- **Referring expression data**
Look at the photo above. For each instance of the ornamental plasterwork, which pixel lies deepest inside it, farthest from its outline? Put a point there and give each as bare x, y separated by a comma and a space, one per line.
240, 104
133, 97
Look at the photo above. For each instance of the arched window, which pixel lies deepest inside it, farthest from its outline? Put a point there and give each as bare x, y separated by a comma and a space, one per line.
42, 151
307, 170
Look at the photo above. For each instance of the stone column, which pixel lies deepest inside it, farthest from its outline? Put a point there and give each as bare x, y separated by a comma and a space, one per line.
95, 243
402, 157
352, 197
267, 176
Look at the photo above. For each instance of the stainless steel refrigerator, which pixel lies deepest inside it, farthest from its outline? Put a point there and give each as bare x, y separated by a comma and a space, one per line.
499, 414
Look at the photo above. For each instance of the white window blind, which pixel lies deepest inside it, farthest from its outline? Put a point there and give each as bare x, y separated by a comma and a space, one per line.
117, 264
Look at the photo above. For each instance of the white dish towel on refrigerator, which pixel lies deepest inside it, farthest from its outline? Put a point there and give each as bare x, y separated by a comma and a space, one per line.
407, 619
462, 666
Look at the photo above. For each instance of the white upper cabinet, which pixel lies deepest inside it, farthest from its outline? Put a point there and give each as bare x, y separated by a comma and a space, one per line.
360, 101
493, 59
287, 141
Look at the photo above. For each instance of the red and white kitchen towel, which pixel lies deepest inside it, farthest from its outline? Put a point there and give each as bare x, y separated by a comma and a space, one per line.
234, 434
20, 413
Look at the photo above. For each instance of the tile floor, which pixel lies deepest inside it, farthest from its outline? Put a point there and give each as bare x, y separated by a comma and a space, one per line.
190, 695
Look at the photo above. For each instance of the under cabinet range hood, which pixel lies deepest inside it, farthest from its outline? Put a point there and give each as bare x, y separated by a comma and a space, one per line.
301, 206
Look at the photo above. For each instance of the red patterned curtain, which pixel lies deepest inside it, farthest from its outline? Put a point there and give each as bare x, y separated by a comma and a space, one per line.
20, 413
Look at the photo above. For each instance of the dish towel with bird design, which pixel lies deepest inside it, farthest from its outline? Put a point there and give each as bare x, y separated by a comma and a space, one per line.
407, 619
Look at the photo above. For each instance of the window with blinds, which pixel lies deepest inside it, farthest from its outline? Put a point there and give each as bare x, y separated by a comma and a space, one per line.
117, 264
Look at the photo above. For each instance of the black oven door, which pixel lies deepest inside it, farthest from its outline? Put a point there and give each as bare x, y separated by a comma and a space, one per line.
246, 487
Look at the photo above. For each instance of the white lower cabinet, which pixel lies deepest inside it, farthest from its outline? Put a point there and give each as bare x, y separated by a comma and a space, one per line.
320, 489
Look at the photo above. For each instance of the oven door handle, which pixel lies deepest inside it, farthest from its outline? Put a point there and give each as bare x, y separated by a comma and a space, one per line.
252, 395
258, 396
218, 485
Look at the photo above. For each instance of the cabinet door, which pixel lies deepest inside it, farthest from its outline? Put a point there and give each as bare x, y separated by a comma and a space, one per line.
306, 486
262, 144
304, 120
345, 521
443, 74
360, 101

- **EXERCISE INSTRUCTIONS**
Output each line of the entries exactly, so that nothing is lost.

- **ANSWER TO THIS TASK**
Look at the photo above. For each instance of the ornamental plasterwork, which pixel lies deepest inside it, farthest from its outline? Put a point there and give each as bare x, y separated by a comma and a space, one per line.
240, 104
133, 97
Look at the photo above. For each instance of the arched window, which pixel lies deepest inside it, farthest from its outline? Put a point there and give each as bare x, y separated by a comma and a space, one per line.
42, 151
307, 170
Look at the photo above. For each instance of the stone column, which pixel lies deepest inside it, farthest from its outline? Put a point there and give each as bare x, y separated by a comma and a space, one per line.
95, 243
402, 157
352, 197
267, 176
Look at the photo above. For each instance of the stainless steel refrigerator, which pixel lies deepest inside it, farthest from its outline? Put a point there and give each as bare x, y separated by a comma and a space, one per line.
499, 414
Look at the photo above. For each instance of the white window blind, which pixel lies deepest inside it, farthest from its outline? Put a point there and give each as bare x, y separated by a comma and a space, one per line.
117, 264
Look at the photo above. For each instance of the white dish towel on refrigerator, which pixel lies deepest inside it, farthest from its outline? Put a point there and give each as bare x, y separated by a comma and a space, one per line.
407, 619
462, 666
Look at the photo above. For each instance of the white upper cabinet, which pixel lies deepest inside it, farthest from its outline? Put a point there and give each as bare x, y separated by a comma and a space, one per line.
360, 101
493, 59
287, 141
Look at the photo above. For each instance of the red and white kitchen towel, which pixel lies deepest inside it, farthest from its outline? Put a point there and give each as bare x, y separated by a comma and a space, one per line.
234, 434
20, 413
Look at the photo above. For each instance of the tile floor, which pixel lies deepest inside it, farthest from its outline? Put a point there and give each as bare x, y separated by a comma and a space, one per line.
190, 695
Look at the photo above. For each instance of the under cabinet range hood, which pixel lies deepest inside it, farthest from its outline? Put a point there and give each as bare x, y separated by a comma and a space, one per line.
301, 206
Look at the photo above. For each instance of the red patterned curtain, which pixel lies deepest inside it, farthest from its outline? Put a point there and give each as bare x, y separated by a comma and a space, one per line.
20, 413
Look at the photo above. For each instance of the dish towel with bird design, which pixel lies deepest inside it, farthest from its outline? Put a point there and give each as bare x, y separated by a comma and a space, one per line.
407, 619
Look at the photo above. For each instance of the window with blinds, which pixel lies deepest inside it, farthest from its outline? Put a point there and give each as bare x, y separated by a comma and a space, one per line.
117, 264
Look at the photo above. For each instance of the black oven door, which pixel lies deepest inside it, farthest from its outline? Put a point there and give each as bare x, y separated by a comma and a space, one per line.
246, 487
Look at the photo above. For each instance of the white lower cabinet, which pixel lies deepest inside it, farthest from its outline? Put a point there and give each as bare x, y separated by a comma and a space, one per line.
320, 489
Look at the photo above. For each instance of the oven door handle, which pixel lies deepest inside it, farthest from its outline? Put a point there and give each as bare x, y separated by a comma and a space, one per line.
252, 395
258, 396
218, 485
Look at the photo above. For each instance of the cabinet door, which pixel lies deepest inside it, farthest from its outline? Put a point there and give each as bare x, y separated by a comma and a space, one per line.
306, 486
262, 144
304, 120
345, 521
443, 74
360, 101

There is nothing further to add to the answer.